The most important reality, in my view, is the surprise factor (or lack thereof). The baby boomer generation did not just start aging and retiring in large numbers last month—these shifts have been unfolding for decades. What tends to move markets are unexpected developments that add or subtract trillions from global GDP—not slow-moving, well-known changes like we’re seeing with demographics.

The other problem with the “Great Boomer Selloff” theory is that it makes incorrect assumptions about retail investor behavior, while also overstating the impact that a generation of retail investors can have on the stock market.

Let’s start with the former. The baby boomer generation spans nearly two decades, from ages 61 to 79. Will all boomers start selling stocks en masse at the same time? I highly doubt it. If there’s a net drawdown, it will likely unfold over time—not in a single, market-shaking event. Many boomers will continue to buy and hold stocks for years to come, whether it’s to generate the growth needed to span longer retirements, to continue building wealth for legacy purposes, or to generate income via dividends. In other words, it is far from assured that boomers will abandon equities as they age.

On the latter point of overstating retail investor impact, it’s important to remember that retail trading is only one part of the demand equation. Institutional investors like pension funds, endowments, sovereign wealth funds, and insurance companies are massive market participants with long investment horizons. Institutions don’t invest for 10 or even 20-year time horizons, they’re thinking much longer term. Many are also required to maintain equity exposure to meet future obligations. And this does not even factor-in the consistent demand from corporate share buybacks.

On the supply side, equity markets look different than they did when boomers were accumulating assets in the 1980s and 1990s. The number of publicly traded U.S. companies has declined significantly from more than 7,000 in the late 1990s to around 3,700 today. That’s due to several forces: fewer IPOs, a preference for staying private, a surge in mergers and acquisitions, and sustained corporate buyback programs. In short, the supply of investable equities has been shrinking. Even if demand from one generation softens slightly, there are fewer shares available to push prices lower.

Lastly, Millennials and Gen Z are increasingly participating in equity market investing. They’re investing through workplace retirement plans, brokerage platforms, and digital tools that make market access easier than ever. They may not be able to fully replace boomer demand overnight—but they don’t have to. Their growing participation is part of a longer-term transition that should help support demand over time.

Bottom Line for Investors

Demographics are important, but they’re not a massive surprise force moving the stock market. The “Great Boomer Selloff” suggests that a generation of investors is poised to shock the markets with asset allocation adjustments in their retirement years, but the theory omits the reality that markets are shaped by a wide range of forces: supply and demand, institutional behavior, investor psychology, and more.

I’ve also seen this worry play out before. The theory that shifting demographics would adversely impact the stock market has been circulating for decades, and yet the stock market trades today near all-time highs with new generations of investors participating. I don’t expect that to change as baby boomers get older.

▸ Exercise data
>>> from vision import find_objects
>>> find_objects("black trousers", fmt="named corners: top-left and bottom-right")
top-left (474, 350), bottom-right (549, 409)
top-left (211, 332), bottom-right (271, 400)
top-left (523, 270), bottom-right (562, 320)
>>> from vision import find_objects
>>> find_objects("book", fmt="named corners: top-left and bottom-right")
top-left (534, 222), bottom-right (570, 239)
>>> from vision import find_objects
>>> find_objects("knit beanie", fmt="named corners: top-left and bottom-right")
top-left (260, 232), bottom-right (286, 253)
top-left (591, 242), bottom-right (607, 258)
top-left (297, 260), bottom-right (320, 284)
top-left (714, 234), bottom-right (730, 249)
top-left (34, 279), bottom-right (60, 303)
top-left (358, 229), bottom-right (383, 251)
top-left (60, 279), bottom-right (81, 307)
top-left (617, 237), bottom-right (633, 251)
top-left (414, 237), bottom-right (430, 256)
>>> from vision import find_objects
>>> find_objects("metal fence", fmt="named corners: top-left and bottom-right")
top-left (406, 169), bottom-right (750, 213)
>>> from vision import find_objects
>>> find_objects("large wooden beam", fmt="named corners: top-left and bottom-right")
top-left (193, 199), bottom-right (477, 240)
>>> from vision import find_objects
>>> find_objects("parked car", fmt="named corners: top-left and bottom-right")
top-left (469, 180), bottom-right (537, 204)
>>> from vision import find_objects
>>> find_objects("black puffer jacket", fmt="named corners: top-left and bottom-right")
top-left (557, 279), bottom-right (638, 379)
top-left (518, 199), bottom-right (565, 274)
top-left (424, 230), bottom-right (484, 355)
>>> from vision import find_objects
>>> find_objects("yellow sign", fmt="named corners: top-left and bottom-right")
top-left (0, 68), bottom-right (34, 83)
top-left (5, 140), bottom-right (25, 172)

...

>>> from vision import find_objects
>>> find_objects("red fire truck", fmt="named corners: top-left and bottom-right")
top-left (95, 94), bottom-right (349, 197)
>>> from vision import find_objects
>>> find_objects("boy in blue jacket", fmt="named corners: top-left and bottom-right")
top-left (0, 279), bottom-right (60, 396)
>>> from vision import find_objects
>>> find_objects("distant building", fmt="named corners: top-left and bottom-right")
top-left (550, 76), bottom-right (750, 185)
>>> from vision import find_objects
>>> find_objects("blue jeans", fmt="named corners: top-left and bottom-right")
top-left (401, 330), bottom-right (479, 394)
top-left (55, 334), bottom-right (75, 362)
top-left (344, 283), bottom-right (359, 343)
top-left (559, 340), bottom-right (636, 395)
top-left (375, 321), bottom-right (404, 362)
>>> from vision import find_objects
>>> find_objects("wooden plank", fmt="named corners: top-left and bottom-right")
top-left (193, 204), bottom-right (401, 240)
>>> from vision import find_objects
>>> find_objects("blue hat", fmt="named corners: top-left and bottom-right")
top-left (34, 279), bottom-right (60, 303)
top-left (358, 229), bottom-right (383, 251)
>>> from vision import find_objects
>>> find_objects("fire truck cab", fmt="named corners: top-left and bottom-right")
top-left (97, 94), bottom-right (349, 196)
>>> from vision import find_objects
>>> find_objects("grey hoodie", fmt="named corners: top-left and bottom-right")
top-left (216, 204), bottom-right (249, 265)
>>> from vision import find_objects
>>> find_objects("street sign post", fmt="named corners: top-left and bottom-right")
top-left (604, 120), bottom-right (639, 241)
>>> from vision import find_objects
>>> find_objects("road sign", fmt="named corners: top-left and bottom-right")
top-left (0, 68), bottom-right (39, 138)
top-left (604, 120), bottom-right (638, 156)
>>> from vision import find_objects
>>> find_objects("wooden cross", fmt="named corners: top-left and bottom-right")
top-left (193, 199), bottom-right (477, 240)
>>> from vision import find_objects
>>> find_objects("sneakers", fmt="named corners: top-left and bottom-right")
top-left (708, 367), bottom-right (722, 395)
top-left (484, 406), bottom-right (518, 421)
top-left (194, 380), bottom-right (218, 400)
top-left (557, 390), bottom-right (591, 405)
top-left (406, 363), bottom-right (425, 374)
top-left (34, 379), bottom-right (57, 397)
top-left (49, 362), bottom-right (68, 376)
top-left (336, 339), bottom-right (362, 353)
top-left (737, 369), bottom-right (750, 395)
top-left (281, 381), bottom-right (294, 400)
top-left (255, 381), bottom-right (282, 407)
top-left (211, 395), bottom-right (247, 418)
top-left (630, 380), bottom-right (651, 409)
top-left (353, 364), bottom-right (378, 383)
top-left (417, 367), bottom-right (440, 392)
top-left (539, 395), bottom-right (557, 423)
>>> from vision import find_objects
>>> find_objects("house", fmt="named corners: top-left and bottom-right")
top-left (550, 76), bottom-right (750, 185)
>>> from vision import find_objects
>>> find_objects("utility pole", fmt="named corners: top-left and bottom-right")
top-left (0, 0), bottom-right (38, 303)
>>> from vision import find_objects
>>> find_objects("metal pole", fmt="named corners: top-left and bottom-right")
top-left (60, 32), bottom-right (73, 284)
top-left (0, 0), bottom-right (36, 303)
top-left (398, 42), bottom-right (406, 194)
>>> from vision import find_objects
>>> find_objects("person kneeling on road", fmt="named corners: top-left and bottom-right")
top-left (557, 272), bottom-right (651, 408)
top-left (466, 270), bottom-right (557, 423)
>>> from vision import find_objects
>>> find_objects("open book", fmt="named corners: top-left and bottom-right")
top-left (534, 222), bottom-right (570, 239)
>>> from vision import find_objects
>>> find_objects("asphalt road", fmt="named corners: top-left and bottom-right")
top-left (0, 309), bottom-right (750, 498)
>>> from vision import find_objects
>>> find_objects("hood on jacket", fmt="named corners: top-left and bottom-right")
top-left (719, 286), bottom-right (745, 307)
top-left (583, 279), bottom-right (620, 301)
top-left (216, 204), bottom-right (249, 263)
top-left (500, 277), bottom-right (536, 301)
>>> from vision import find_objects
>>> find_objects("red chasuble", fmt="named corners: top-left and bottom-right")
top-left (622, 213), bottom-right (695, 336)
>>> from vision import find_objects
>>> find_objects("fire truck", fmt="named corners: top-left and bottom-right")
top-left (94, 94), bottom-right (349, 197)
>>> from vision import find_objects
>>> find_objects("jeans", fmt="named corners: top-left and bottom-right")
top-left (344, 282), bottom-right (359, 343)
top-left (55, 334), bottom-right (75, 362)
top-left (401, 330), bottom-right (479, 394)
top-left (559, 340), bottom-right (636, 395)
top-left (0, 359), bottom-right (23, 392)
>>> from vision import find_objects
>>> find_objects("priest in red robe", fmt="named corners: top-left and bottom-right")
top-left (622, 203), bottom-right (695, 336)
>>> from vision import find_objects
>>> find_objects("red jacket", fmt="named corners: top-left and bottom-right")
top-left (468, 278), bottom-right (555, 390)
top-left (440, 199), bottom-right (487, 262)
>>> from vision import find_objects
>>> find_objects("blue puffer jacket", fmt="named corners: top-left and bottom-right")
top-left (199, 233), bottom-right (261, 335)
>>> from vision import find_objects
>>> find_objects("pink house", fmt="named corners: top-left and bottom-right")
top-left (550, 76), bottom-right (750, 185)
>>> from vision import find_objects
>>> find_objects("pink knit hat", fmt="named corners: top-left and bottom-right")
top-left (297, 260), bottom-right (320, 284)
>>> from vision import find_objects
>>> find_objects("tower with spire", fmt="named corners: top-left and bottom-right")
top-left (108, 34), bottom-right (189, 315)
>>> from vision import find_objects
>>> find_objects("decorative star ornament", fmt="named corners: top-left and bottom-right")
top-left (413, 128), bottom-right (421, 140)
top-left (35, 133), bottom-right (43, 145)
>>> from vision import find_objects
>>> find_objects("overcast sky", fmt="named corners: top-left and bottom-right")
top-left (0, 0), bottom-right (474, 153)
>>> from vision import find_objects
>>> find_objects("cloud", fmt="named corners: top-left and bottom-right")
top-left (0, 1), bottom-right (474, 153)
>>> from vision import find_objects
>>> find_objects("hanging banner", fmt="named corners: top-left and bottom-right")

▸ What you need to do
#1 Summarize the passage on the "Great Boomer Selloff" theory in two sentences.
#2 How many lines in the rows contain the string "wooden"? Case counts, and the reply should be the number alone.
The passage and the rows have no connection to each other.

▸ Set of answers
#1 The passage argues that the "Great Boomer Selloff" theory ignores that demographic shifts are slow and well known, while markets tend to move on unexpected developments. It adds that boomers are unlikely to sell all at once and that institutional investors, buybacks, a shrinking number of public companies and growing participation by Millennials and Gen Z support the market, which trades near all-time highs despite the theory circulating for decades.

#2 3